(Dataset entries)

Start of Block

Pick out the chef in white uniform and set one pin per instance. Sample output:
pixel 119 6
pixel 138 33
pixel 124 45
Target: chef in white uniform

End of Block

| ASSIGNED TASK |
The answer must be every line from the records above that contains "chef".

| OUTPUT |
Pick out the chef in white uniform and set one pin per instance. Sample output:
Target: chef in white uniform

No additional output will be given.